Give the stretch of the records from the line containing "Where can you see the orange" through the end of the records as a numbered list, omitting blank lines.

━━━━━━━━━━━━━━━━

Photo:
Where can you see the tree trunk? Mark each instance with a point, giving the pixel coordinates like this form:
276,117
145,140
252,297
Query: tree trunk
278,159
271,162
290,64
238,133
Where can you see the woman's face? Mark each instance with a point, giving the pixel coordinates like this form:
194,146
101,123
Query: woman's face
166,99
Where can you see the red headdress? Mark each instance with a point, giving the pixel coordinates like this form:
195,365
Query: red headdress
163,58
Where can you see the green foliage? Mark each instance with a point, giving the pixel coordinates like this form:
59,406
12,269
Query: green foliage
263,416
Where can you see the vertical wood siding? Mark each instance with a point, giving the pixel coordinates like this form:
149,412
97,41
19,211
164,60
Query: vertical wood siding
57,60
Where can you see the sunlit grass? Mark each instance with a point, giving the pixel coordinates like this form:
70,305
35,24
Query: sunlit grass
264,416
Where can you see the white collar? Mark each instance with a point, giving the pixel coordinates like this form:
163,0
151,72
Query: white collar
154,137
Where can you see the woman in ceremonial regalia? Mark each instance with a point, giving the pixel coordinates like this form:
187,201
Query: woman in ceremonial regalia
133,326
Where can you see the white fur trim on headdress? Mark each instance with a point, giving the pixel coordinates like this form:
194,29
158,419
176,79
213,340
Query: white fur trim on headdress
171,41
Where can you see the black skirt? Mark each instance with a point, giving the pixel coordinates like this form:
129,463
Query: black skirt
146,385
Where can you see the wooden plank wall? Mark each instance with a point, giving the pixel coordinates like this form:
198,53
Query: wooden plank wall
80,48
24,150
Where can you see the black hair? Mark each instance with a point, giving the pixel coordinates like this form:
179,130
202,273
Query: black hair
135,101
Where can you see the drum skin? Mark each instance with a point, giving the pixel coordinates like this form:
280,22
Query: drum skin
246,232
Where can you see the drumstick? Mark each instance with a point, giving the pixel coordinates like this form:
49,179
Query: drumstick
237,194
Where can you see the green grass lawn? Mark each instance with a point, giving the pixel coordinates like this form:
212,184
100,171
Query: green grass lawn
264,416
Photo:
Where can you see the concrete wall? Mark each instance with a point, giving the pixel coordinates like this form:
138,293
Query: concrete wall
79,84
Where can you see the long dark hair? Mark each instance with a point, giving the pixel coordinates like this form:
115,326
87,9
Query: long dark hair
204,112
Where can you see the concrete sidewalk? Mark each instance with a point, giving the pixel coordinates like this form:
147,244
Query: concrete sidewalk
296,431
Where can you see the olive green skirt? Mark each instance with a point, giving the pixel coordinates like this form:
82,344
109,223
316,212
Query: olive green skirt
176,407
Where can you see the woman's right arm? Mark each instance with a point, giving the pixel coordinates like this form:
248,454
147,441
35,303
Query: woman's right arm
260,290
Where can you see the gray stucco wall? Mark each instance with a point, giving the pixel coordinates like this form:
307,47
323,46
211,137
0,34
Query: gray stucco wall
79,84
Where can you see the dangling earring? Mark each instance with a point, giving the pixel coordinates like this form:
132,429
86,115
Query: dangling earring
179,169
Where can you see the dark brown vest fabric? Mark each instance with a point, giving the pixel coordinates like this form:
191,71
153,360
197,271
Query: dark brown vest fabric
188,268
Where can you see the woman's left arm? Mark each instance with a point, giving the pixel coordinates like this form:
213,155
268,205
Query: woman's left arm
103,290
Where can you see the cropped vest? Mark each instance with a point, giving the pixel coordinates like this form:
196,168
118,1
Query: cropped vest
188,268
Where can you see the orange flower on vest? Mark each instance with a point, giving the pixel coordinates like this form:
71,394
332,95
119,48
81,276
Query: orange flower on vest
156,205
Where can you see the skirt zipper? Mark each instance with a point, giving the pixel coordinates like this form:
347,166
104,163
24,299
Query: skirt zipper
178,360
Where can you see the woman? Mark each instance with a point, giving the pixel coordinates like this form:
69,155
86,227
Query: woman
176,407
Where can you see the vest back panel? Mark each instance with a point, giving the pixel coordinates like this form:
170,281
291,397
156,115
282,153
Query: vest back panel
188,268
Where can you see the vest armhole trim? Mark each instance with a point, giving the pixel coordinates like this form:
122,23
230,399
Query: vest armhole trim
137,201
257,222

━━━━━━━━━━━━━━━━

Response to the exercise
1. Where can you see the orange flower on vest? Mark each instance with a point, giving the pixel coordinates like this form:
2. 71,394
3. 332,95
4. 119,48
5. 81,276
6. Query: orange flower on vest
7. 156,205
8. Where can you see the skirt zipper? Mark each instance with a point, giving the pixel coordinates like this form:
9. 347,166
10. 104,163
11. 24,299
12. Query: skirt zipper
13. 178,360
14. Where can you see the woman? Mark each instance with a point, giving the pixel coordinates like this form:
15. 69,155
16. 86,227
17. Query: woman
18. 176,407
19. Where can you see the vest back panel? Mark each instance with a point, giving the pixel coordinates like this form:
20. 170,281
21. 291,397
22. 156,115
23. 282,153
24. Query: vest back panel
25. 188,268
26. Where can you see the vest armhole trim? Mark each instance with a point, giving the pixel coordinates like this form:
27. 122,23
28. 230,399
29. Query: vest armhole trim
30. 137,201
31. 257,222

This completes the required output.